PASSAGE SHOWN:

━━━━━━

Korean restaurants will often serve bibimbap in a hot stone pot, which crisps up the rice. Since I don't have one, I simply wok-fried some day old rice with garlic until it was slightly crispy. I arranged all my veggies over a bed of this garlic rice, and added my homemade kimchi and gochujang sauce. I also added sliced avocado – a bit nontraditional, but in my view, there is nothing that can't be improved with the addition of avocado!
This dish was divine! It's certainly going into my regular dinner rotation. It is somewhat time-consuming to prep and individually stir-fry the ingredients, so next time I'll probably double the recipes so that I can enjoy leftovers for a few days at a time.
- 1 large zucchini, julienned
- 1 large carrot, julienned
- 2 cups mung bean sprouts
- 2 cups shiitake mushrooms, thinly sliced
- 1 teaspoon soy sauce
- sesame oil, to fry
- salt and pepper, to taste
In a wok over high heat, stir-fry veggies in batches with a drizzle of sesame oil. Stir-fry zucchini, carrots and mung beans for several minutes until wilted, seasoning with salt and pepper to taste. Stir-fry shiitake mushrooms for longer; they will shrink and release a lot of moisture within a few minutes. Continue stir-frying until the excess moisture cooks off, then add soy sauce and cook for an additional minute or so, till mushrooms have soaked up sauce.
- 2 cups cooked white rice, preferably cold or day-old
- 1 tablespoon vegan butter
- 1 tablespoon minced garlic
- salt and pepper, to taste
Heat a wok over high heat. Melt vegan butter and stir-fry garlic or 10-15 seconds, until fragrant (careful not to let it burn). Add rice and continue to stir-fry for 5-8 minutes, until rice becomes slightly golden-brown. Add salt and pepper to taste.
BBQ Soy Curls
- 1/2 (8 oz) bag soy curls
- 1/4 cup BBQ sauce
Boil water and pour over soy curls to cover. Allow to soak for 5-10 minutes. Drain and rinse with cool water, then wrap in a clean tea towel (or place in a nut milk bag) and wring out as much extra liquid as possible.
Heat a nonstick wok or skillet over medium-high heat and stir-fry hydrated soy curls until golden-brown (use a little bit of oil if necessary to keep from sticking). Reduce heat to low and pour on BBQ sauce. Keep cooking, stirring constantly, until BBQ sauce thickens and becomes a glaze on the soy curls.
Sweet & Spicy Gochujang Sauce
- 4 tablespoons gochujang
- 1 tablespoon reduced-sodium soy sauce
- 2 tablespoon brown sugar
- 1 tablespoon rice vinegar
- 1 tablespoon toasted sesame oil
- 1 clove garlic, minced
- 1 tablespoon toasted sesame seeds
- 1-2 tablespoons water
Whisk together all ingredients, adding water as needed to reach desired consistency.

━━━━━━

GIVEN DATA:
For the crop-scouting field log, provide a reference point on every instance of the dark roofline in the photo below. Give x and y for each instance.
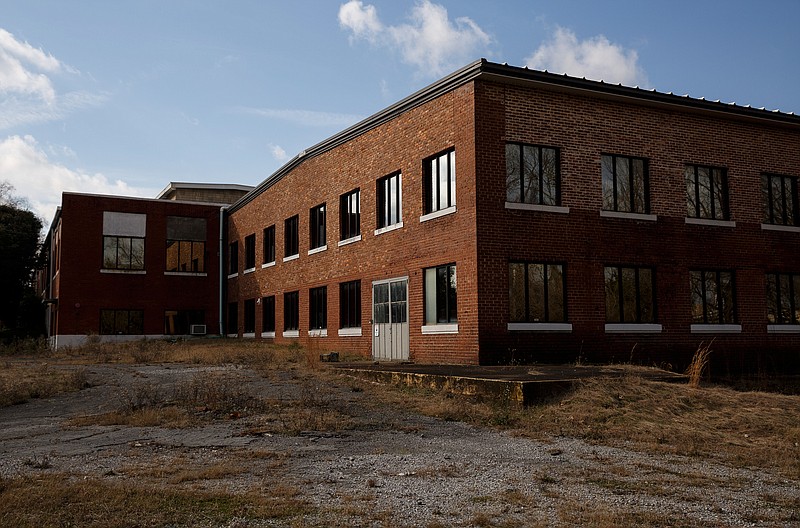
(483, 69)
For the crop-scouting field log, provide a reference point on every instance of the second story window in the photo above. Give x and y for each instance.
(779, 195)
(625, 184)
(439, 191)
(706, 192)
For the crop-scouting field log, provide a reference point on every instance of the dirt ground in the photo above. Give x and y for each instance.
(386, 466)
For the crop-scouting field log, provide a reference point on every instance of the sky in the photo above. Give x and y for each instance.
(125, 96)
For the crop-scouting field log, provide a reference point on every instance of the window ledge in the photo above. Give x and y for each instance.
(540, 327)
(783, 329)
(350, 332)
(633, 328)
(386, 229)
(124, 272)
(350, 240)
(716, 329)
(710, 222)
(629, 216)
(536, 207)
(436, 214)
(778, 227)
(440, 329)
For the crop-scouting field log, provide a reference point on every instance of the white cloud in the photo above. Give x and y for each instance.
(595, 58)
(26, 166)
(431, 42)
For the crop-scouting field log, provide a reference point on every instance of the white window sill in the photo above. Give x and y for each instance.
(346, 241)
(777, 227)
(629, 216)
(540, 327)
(386, 229)
(536, 207)
(710, 222)
(440, 329)
(633, 328)
(716, 329)
(436, 214)
(783, 329)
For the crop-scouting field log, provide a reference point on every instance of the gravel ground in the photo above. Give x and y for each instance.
(389, 466)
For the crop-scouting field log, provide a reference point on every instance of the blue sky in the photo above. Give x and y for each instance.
(125, 96)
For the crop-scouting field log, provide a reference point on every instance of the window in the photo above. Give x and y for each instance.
(250, 252)
(233, 258)
(532, 174)
(779, 196)
(350, 215)
(439, 191)
(291, 311)
(350, 304)
(706, 192)
(291, 241)
(537, 292)
(783, 298)
(122, 322)
(712, 297)
(390, 200)
(268, 314)
(123, 240)
(440, 295)
(630, 295)
(186, 246)
(318, 308)
(625, 184)
(269, 244)
(317, 227)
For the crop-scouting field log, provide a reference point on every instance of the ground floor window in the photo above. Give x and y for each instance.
(122, 322)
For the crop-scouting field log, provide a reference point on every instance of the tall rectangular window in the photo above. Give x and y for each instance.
(537, 292)
(268, 314)
(439, 186)
(625, 184)
(779, 196)
(390, 200)
(350, 304)
(122, 322)
(291, 311)
(186, 246)
(783, 298)
(291, 240)
(630, 295)
(440, 295)
(350, 215)
(269, 244)
(706, 192)
(713, 299)
(532, 174)
(318, 308)
(250, 251)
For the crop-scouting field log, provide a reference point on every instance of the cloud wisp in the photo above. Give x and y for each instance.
(596, 58)
(431, 43)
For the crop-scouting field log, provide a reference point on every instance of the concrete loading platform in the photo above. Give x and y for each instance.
(519, 384)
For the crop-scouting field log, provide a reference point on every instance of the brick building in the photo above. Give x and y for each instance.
(504, 214)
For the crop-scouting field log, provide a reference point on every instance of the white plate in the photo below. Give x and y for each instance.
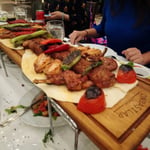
(37, 121)
(141, 71)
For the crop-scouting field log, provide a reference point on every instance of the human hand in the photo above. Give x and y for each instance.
(134, 55)
(77, 36)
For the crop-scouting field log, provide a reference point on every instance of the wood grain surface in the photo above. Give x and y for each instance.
(123, 126)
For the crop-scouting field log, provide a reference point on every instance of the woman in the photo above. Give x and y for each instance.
(126, 24)
(73, 12)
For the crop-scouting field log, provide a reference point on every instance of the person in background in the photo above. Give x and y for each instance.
(126, 25)
(73, 12)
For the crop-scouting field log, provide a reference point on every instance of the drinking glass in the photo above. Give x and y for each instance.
(20, 12)
(56, 28)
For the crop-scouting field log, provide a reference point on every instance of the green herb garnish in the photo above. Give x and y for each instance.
(48, 136)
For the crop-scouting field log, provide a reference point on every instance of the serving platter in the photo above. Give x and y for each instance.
(123, 126)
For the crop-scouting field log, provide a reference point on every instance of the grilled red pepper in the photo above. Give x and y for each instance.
(93, 101)
(126, 74)
(22, 33)
(17, 21)
(57, 48)
(51, 41)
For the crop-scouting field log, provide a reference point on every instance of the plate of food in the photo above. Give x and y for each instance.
(52, 79)
(38, 114)
(108, 51)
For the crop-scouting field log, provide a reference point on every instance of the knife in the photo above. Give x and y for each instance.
(3, 65)
(40, 97)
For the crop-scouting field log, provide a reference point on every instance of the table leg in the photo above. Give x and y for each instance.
(50, 116)
(68, 119)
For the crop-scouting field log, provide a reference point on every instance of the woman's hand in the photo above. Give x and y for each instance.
(77, 36)
(134, 55)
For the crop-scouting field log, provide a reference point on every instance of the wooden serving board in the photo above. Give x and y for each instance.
(123, 126)
(121, 119)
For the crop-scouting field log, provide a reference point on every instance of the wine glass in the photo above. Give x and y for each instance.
(56, 28)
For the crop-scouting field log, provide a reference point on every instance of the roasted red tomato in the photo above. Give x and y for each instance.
(93, 101)
(126, 74)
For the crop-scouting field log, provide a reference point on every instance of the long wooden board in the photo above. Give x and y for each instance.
(122, 127)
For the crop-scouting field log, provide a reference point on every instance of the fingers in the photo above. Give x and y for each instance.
(134, 55)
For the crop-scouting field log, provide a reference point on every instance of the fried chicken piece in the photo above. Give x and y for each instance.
(53, 68)
(92, 54)
(109, 63)
(102, 77)
(41, 62)
(60, 55)
(75, 82)
(56, 79)
(81, 66)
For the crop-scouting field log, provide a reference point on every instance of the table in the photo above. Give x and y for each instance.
(122, 127)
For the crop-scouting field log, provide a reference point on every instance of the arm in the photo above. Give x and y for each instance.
(135, 55)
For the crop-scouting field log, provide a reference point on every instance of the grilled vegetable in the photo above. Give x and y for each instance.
(17, 21)
(126, 73)
(93, 101)
(13, 109)
(71, 60)
(22, 33)
(56, 48)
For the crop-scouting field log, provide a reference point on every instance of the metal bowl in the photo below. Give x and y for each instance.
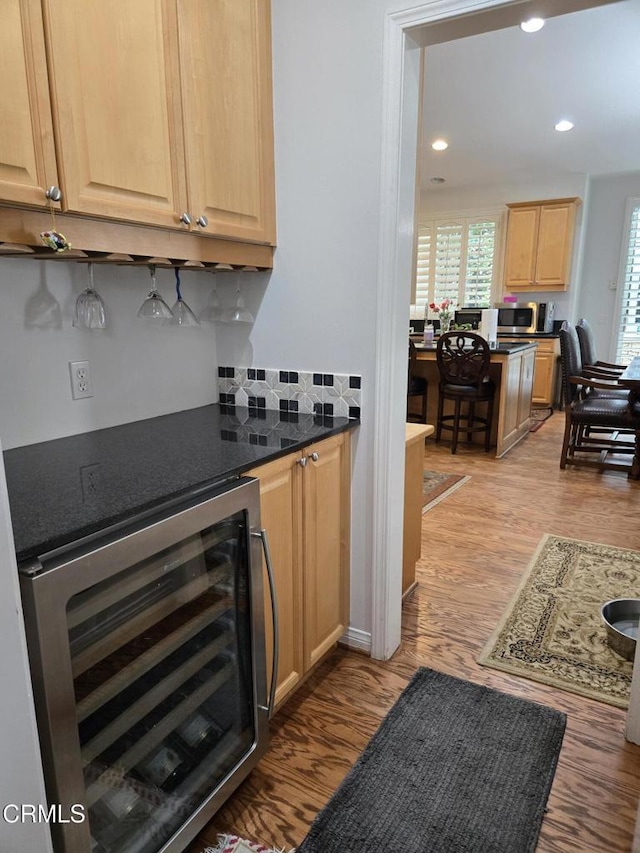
(622, 617)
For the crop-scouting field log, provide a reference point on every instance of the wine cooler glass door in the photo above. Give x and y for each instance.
(167, 680)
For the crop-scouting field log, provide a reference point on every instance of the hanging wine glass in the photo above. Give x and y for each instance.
(212, 312)
(154, 305)
(182, 314)
(89, 311)
(239, 313)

━━━━━━

SHORT EXERCISE 1:
In the bibimbap recipe, how long should the soy curls soak in boiled water?
SHORT EXERCISE 2:
Reproduce the part of the bibimbap recipe starting with "BBQ Soy Curls" and going on through "the soy curls.".
SHORT EXERCISE 3:
Please turn the paragraph of the bibimbap recipe that begins "In a wok over high heat" into a short list that keeps its main facts.

REPLY 1:
5-10 minutes.

REPLY 2:
BBQ Soy Curls
- 1/2 (8 oz) bag soy curls
- 1/4 cup BBQ sauce
Boil water and pour over soy curls to cover. Allow to soak for 5-10 minutes. Drain and rinse with cool water, then wrap in a clean tea towel (or place in a nut milk bag) and wring out as much extra liquid as possible.
Heat a nonstick wok or skillet over medium-high heat and stir-fry hydrated soy curls until golden-brown (use a little bit of oil if necessary to keep from sticking). Reduce heat to low and pour on BBQ sauce. Keep cooking, stirring constantly, until BBQ sauce thickens and becomes a glaze on the soy curls.

REPLY 3:
- Stir-fry the veggies in batches in a wok over high heat with a drizzle of sesame oil.
- Cook the zucchini, carrots and mung beans for several minutes until wilted, and season with salt and pepper.
- Cook the shiitake mushrooms longer, until they shrink, release their moisture and the excess cooks off.
- Add soy sauce and cook about a minute more, until the mushrooms soak it up.